What the task requires:
Repeat the lines from the one containing "Labeling fields. Category: forested" through the last line, leaving the pictures out of your answer.

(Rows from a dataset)
[Start]

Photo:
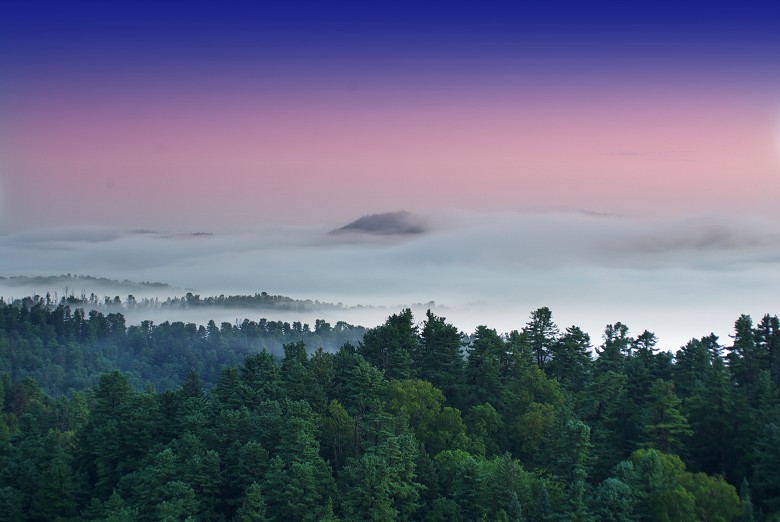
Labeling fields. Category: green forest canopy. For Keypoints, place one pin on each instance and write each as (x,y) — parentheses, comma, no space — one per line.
(405,421)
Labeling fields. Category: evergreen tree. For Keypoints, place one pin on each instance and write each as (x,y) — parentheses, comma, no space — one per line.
(390,346)
(439,358)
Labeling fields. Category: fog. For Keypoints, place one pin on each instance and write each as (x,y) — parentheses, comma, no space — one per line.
(679,277)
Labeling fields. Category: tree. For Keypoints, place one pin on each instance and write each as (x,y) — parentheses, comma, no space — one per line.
(253,506)
(390,346)
(571,362)
(666,425)
(439,358)
(541,334)
(616,347)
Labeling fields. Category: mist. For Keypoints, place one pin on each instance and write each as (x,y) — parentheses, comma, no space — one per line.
(679,277)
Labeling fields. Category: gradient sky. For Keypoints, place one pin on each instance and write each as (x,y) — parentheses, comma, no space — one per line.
(205,116)
(616,161)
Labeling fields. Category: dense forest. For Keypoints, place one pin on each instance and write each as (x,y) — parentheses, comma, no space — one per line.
(405,421)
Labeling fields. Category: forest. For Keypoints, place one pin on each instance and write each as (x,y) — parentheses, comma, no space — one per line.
(409,420)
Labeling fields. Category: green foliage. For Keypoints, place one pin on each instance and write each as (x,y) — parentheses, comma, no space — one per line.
(526,426)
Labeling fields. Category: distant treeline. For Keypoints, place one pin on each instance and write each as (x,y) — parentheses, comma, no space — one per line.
(414,422)
(66,349)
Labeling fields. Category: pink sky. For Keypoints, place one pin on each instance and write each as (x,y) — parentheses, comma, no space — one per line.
(225,153)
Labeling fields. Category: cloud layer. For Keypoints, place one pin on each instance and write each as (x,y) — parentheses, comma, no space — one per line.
(680,277)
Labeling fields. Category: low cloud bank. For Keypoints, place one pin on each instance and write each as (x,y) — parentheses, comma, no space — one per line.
(680,277)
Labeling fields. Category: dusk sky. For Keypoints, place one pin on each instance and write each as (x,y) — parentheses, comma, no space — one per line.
(507,127)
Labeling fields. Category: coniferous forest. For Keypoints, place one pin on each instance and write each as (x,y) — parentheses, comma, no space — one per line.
(410,420)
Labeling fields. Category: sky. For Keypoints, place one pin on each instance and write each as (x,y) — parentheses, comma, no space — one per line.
(614,159)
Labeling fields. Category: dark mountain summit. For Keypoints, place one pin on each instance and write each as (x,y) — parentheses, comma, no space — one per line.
(389,223)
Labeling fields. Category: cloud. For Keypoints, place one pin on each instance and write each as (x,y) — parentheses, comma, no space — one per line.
(678,277)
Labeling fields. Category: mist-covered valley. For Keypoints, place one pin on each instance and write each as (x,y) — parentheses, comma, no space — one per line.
(678,277)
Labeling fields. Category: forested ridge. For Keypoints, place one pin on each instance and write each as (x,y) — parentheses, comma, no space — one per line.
(405,421)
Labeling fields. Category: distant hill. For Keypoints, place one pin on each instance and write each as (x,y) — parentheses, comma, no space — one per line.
(388,223)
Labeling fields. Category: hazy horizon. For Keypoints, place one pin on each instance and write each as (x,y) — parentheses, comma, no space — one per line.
(615,163)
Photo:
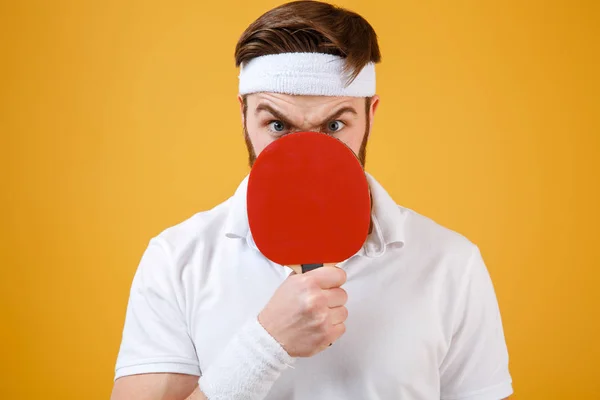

[End]

Solution for this task:
Labeling fields. Category: forested ridge. For Keypoints, place one pin on each instance and write each as (x,y) — parentheses, comma, no space — one per line.
(405,421)
Labeling fields. Category: distant hill. For Keypoints, place one pin on each instance and write each as (x,y) — parentheses, comma, no space — one per line.
(388,223)
Labeling fields. Category: hazy horizon. For Keypoints, place one pin on each instance and write each as (x,y) — parentheses, comma, no space — one per line.
(615,163)
Photo:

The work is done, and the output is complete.